- **TASK GOAL**
What do the lines say, reproduced word for word, from the first of the entries below through the line bearing "Practice step: find every instance of the orange"?

- **DATA EXTRACTS**
--- START ---
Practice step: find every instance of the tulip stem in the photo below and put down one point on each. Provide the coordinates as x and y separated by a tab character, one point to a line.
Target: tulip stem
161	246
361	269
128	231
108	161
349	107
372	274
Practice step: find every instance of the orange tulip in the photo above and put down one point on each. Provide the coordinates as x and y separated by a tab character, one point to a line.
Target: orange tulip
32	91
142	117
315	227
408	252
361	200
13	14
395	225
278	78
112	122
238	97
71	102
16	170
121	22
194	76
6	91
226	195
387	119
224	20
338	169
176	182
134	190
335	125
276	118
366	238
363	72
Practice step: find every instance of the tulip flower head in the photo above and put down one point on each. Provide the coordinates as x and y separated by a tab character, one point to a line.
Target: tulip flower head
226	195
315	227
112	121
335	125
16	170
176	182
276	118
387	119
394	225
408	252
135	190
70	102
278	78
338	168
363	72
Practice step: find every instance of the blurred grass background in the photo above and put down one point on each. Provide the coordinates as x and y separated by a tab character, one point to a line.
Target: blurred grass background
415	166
--- END ---
- **THE COMPLETED TASK**
Practice step: find every instance of the tulip stem in the photo below and put down one point on each. Provide the coordinates as x and y separated by a tab character, one point to a line.
Target: tulip stem
161	246
361	269
128	231
108	161
349	107
372	274
Practice step: find every instance of the orange tulip in the photo above and put down one point on each. Provide the coordinates as x and y separated by a tab character, one point to a line.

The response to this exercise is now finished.